Task to complete:
Rewrite all the material below as a two-column CSV with the header input,output. Put each text and its answer on one row in two quoted fields, and replace any line breaks inside a field with spaces.

* * * * * * * * *

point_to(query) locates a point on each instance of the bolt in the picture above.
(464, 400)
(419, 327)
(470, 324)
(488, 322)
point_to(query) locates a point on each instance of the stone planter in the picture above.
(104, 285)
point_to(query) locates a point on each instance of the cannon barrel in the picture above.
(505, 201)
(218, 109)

* * * * * * * * *

Solution:
input,output
"point_to(query) locates a point on each instance of the bolt in the picture above.","(464, 400) (419, 327) (470, 324) (488, 322)"
"point_to(query) locates a point on each instance of the stone planter in the picture above.","(104, 285)"
"point_to(query) locates a point on each instance of the cannon barrel in the picture above.","(505, 201) (218, 109)"